(Collected data entries)

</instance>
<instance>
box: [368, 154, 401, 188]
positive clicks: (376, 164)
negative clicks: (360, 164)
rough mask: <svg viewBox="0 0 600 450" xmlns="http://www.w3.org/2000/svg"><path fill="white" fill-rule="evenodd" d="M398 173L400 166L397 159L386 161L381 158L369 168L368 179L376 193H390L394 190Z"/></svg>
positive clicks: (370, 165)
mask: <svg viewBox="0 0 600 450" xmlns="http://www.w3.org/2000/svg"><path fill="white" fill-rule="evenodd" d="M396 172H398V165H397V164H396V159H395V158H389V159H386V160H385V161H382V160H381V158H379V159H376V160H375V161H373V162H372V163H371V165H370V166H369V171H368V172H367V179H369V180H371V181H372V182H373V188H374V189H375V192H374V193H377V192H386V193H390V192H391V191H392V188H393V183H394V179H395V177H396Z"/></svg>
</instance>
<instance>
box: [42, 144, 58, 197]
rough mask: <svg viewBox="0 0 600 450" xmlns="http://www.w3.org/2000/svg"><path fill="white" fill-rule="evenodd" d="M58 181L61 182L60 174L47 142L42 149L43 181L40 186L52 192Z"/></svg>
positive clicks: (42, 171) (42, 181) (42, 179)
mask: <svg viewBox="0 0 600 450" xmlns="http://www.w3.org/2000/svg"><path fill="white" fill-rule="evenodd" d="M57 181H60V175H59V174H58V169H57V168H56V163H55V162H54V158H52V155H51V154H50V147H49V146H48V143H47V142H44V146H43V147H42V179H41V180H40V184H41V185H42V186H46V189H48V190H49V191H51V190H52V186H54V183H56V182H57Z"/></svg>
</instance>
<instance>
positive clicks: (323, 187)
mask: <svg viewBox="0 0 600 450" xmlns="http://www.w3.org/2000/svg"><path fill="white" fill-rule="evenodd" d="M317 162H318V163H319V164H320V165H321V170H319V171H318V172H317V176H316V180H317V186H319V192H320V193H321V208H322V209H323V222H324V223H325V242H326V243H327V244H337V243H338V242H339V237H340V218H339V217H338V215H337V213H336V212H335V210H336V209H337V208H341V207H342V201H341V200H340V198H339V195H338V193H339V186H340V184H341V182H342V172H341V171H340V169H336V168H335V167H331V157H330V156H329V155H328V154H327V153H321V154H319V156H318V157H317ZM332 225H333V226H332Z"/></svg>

==

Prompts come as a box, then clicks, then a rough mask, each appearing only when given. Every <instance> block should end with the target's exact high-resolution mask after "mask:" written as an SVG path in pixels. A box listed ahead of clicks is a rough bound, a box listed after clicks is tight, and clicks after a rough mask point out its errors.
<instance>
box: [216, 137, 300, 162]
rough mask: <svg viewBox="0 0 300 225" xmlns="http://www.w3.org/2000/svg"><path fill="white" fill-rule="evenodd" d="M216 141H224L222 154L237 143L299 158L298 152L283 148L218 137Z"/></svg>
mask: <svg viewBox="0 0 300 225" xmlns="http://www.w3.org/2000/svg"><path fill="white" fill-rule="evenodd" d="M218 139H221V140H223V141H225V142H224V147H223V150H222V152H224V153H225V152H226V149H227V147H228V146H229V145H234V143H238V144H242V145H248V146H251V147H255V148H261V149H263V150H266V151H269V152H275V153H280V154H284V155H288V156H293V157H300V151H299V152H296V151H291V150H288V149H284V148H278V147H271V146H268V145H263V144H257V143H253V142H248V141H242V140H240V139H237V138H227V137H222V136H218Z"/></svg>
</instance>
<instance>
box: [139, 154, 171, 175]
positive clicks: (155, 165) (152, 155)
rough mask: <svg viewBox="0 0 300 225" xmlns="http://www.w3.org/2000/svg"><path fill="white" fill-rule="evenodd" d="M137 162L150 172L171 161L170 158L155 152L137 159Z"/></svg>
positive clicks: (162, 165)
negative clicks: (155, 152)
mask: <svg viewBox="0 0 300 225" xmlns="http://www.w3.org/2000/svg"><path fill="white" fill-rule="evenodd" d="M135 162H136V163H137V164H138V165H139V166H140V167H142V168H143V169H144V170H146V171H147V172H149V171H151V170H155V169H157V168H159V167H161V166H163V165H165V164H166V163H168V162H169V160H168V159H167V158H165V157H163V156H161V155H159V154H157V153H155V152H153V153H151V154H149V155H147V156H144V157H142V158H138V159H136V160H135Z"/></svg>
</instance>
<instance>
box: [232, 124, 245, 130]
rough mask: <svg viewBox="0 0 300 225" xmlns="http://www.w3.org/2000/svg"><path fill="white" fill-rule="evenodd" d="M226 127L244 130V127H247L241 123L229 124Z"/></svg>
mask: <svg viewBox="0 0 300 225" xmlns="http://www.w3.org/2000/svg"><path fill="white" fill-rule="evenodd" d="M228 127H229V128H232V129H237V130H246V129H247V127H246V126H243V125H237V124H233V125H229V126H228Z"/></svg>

### Task instructions
Set down exactly the lines of the data above, beginning with the line that has "162L150 172L171 161L170" and ending with the line that has "positive clicks: (162, 165)", and no others.

### Result of this task
rough mask: <svg viewBox="0 0 300 225" xmlns="http://www.w3.org/2000/svg"><path fill="white" fill-rule="evenodd" d="M137 162L150 172L171 161L170 158L155 152L137 159Z"/></svg>
positive clicks: (162, 165)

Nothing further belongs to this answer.